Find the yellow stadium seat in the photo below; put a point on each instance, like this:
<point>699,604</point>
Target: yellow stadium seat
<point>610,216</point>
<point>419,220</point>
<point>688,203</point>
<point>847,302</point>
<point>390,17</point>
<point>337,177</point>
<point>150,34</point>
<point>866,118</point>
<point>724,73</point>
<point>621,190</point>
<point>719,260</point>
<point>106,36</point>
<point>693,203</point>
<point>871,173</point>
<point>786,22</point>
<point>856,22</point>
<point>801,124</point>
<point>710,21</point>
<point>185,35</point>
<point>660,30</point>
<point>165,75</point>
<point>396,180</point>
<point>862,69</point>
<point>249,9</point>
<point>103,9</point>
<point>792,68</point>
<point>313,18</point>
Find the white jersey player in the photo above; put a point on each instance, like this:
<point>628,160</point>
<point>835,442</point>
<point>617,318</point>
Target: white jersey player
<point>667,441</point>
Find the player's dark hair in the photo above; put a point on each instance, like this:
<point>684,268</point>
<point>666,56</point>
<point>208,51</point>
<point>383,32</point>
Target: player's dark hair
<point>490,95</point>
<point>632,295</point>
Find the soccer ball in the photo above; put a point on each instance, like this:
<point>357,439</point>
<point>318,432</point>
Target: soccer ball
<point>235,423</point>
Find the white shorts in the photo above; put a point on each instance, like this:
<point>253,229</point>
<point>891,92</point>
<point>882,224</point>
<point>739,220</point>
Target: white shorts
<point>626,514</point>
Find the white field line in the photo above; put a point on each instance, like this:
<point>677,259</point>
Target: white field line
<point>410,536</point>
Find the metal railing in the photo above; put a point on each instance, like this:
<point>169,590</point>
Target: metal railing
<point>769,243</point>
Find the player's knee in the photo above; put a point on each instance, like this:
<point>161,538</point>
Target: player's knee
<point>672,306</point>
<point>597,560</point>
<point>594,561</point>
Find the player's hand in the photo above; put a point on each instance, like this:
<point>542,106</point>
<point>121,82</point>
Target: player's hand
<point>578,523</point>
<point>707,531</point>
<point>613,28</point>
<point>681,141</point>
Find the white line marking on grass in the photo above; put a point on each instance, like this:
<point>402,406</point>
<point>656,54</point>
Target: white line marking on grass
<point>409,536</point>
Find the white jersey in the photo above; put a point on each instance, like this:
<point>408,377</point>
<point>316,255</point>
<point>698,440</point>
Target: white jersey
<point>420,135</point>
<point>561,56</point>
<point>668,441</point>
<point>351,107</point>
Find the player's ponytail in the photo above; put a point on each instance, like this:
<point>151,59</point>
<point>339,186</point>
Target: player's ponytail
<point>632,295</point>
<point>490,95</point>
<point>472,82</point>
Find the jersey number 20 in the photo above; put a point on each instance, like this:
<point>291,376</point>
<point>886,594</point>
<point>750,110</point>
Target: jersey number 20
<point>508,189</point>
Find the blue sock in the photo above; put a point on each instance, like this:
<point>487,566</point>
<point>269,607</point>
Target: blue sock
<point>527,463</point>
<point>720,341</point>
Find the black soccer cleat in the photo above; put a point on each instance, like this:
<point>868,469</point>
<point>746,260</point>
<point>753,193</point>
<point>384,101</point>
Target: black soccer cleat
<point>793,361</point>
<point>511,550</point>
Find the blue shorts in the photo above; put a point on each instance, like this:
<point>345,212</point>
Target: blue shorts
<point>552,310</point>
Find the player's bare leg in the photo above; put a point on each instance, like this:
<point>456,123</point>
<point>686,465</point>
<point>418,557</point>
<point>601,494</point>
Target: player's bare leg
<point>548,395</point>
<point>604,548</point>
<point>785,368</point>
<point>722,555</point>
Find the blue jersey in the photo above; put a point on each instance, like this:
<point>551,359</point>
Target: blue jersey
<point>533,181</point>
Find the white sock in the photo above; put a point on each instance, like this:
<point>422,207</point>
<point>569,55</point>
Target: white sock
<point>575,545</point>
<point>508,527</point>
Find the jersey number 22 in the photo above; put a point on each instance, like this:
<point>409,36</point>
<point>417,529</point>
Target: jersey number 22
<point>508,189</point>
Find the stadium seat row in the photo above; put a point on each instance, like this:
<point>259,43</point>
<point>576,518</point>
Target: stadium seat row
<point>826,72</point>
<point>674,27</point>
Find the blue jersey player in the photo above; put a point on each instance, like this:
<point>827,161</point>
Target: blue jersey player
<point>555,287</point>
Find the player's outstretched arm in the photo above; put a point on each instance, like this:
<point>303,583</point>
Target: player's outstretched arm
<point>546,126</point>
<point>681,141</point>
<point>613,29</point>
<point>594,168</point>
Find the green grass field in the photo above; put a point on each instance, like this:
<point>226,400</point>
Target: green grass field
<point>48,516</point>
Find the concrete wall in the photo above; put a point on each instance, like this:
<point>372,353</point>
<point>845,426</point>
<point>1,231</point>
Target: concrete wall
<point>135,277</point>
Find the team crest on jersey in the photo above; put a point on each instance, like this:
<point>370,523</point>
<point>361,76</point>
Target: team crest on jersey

#####

(What to produce) Return unchanged the lines of the records above, from the line with "Find the player's hand" up to and including the line with "<point>511,550</point>".

(Answer to the exercise)
Find the player's hand in the photo above; put a point on each instance, like this:
<point>542,106</point>
<point>121,82</point>
Target: player's hand
<point>578,523</point>
<point>707,531</point>
<point>613,28</point>
<point>681,141</point>
Find the white line marking on grass in the photo above; put a point on each instance, like this:
<point>402,406</point>
<point>656,54</point>
Target: white line marking on grass
<point>409,536</point>
Find the white jersey in the photo above; put a point on each instance, like this:
<point>408,377</point>
<point>316,255</point>
<point>698,440</point>
Target: white jersey
<point>420,135</point>
<point>561,56</point>
<point>668,441</point>
<point>351,107</point>
Find the player's ponytail in the photo above; put a point on each instance, like this:
<point>151,59</point>
<point>339,186</point>
Target: player's ponytail
<point>632,295</point>
<point>490,95</point>
<point>472,82</point>
Find the jersey number 20 in the photo above; put a point on each instance, like this:
<point>291,376</point>
<point>886,594</point>
<point>750,110</point>
Target: jersey number 20
<point>508,189</point>
Find the blue sock in the photo above; put a point on each instance, like this:
<point>487,566</point>
<point>269,607</point>
Target: blue sock
<point>527,463</point>
<point>720,341</point>
Find the black soccer cleat in the photo above; put a point on each instance, like this:
<point>868,469</point>
<point>746,260</point>
<point>753,193</point>
<point>384,101</point>
Target: black soccer cleat
<point>793,361</point>
<point>511,550</point>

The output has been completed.